» **WORK ORDER**
Each line of the material below that holds the word "flannel" needs to be copied.

──────── PROVIDED DATA ────────

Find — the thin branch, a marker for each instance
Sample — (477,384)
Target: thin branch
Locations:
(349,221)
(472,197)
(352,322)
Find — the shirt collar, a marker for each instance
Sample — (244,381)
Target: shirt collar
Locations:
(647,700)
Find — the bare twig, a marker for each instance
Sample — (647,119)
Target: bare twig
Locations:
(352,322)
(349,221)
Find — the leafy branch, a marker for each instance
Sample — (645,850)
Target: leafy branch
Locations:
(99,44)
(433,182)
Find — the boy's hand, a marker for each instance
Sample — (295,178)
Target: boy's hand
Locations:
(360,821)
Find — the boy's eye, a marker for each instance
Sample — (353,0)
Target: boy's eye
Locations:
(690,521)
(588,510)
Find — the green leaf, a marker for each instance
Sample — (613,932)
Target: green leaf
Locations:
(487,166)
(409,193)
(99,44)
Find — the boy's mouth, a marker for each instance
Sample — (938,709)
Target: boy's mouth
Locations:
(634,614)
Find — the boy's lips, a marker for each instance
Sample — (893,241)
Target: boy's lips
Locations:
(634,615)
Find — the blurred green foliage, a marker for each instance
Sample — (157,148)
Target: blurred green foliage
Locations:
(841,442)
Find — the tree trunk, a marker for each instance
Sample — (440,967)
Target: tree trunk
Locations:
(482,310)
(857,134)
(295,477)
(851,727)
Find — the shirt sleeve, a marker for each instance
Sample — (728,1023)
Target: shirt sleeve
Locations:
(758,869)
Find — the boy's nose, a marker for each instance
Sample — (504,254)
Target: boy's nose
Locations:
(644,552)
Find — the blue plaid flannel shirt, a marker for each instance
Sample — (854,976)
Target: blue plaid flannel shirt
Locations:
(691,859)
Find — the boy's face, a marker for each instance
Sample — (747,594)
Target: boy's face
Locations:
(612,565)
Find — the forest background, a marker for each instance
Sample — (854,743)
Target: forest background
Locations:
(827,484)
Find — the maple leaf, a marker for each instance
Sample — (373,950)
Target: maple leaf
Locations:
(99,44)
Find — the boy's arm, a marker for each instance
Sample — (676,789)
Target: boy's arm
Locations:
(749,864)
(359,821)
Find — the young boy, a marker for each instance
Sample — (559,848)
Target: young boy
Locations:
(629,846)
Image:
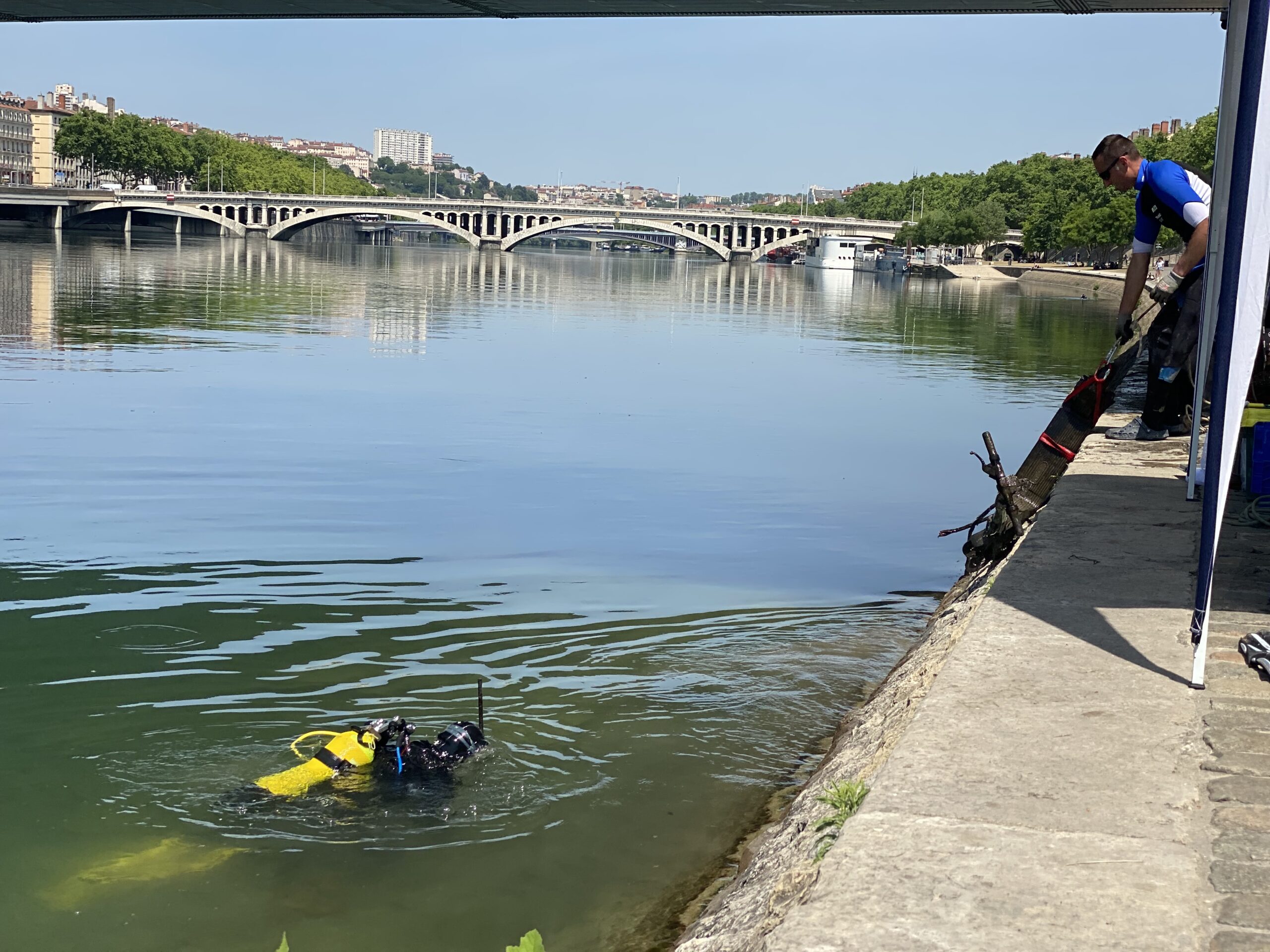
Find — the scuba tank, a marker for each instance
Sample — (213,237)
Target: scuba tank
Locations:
(384,743)
(346,751)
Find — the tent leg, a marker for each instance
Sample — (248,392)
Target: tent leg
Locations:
(1228,107)
(1241,298)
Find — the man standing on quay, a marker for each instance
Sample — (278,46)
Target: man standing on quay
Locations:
(1173,196)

────────

» **WRITTEN RESPONSE**
Find — the blue plaid flannel shirt, a marker for each instance
Target: blue plaid flannel shirt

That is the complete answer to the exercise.